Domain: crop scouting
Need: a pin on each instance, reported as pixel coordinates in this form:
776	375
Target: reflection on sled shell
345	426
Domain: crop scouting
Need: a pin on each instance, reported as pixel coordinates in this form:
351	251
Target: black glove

Exercise goal -
Nothing should be returned except the lines from the one holding "Target: reflection on sled shell" through the final line of the listing, exactly as they appear.

Solution to this task -
Target: reflection on sled shell
345	426
Domain: crop scouting
Need: a pin on each instance, reported as pixel coordinates in this form:
351	251
Target: black glove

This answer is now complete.